**WHAT IS REQUIRED:** Go through the entries below and work out how many lines include "white". Answer with the number only.

+ + +

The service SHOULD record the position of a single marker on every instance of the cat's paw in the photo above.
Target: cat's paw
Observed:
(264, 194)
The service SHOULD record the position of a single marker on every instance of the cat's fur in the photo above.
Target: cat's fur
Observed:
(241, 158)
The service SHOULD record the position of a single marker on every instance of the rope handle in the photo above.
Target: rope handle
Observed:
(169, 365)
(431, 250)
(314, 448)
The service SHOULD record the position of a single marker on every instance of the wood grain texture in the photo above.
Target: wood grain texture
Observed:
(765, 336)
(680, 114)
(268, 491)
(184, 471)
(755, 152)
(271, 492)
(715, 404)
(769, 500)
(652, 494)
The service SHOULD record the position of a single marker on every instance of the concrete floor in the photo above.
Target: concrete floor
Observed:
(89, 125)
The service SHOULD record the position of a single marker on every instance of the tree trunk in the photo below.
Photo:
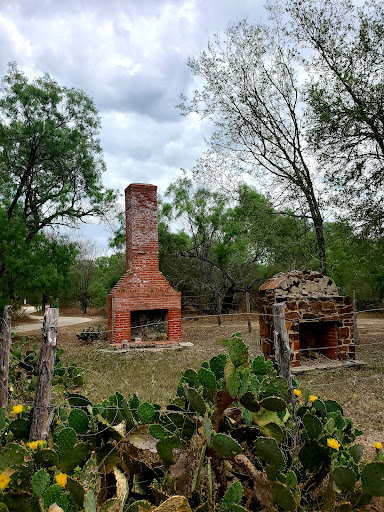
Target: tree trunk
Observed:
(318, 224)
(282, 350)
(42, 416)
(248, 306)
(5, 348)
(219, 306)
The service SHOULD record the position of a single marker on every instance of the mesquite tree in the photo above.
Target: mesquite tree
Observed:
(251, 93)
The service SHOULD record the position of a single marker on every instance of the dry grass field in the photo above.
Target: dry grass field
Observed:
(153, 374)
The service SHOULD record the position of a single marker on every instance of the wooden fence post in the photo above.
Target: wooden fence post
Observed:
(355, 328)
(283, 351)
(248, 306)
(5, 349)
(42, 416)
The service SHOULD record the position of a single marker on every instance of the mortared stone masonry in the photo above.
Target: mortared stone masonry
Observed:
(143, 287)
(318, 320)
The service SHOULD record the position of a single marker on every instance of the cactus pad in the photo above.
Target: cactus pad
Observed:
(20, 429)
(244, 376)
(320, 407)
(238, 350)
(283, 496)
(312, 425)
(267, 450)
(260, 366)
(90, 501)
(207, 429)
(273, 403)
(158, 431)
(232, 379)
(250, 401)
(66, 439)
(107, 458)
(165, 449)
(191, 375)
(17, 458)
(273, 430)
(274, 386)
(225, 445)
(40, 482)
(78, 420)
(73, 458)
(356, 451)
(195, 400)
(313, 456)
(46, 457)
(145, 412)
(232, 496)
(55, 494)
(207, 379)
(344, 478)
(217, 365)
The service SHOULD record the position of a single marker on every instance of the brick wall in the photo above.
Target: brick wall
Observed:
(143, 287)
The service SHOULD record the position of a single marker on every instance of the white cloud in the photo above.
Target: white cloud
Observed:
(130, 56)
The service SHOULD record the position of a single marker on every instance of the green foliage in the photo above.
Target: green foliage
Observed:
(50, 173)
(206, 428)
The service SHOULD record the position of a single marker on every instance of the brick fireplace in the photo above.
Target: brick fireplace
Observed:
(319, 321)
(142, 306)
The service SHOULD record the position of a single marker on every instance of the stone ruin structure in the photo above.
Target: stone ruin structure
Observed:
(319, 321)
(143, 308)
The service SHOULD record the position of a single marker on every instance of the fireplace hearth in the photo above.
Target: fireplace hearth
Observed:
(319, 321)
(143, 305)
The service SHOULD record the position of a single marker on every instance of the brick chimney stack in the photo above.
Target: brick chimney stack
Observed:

+ + +

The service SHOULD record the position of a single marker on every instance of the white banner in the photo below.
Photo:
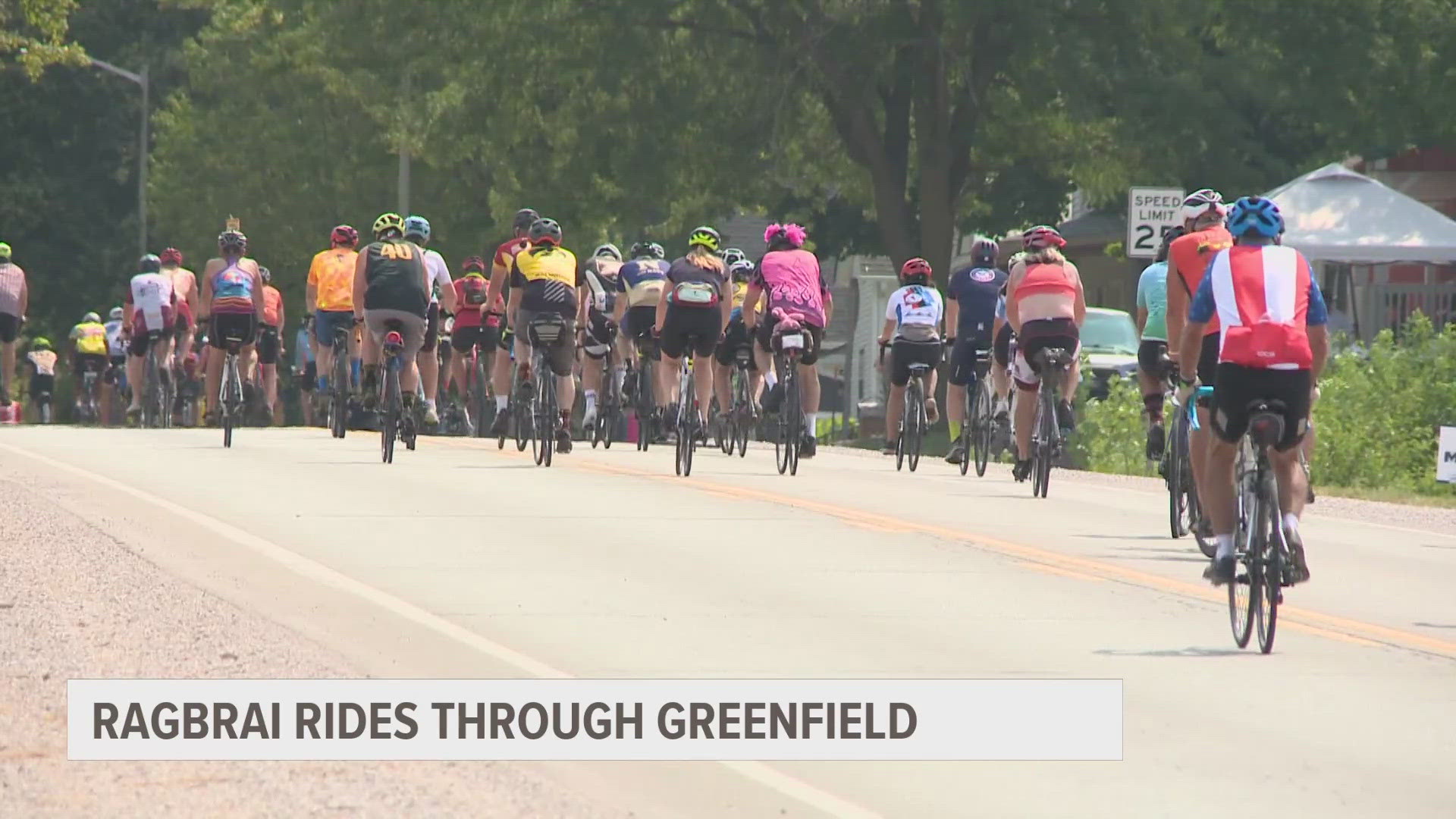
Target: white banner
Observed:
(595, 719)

+ + +

**SOLUTION:** 4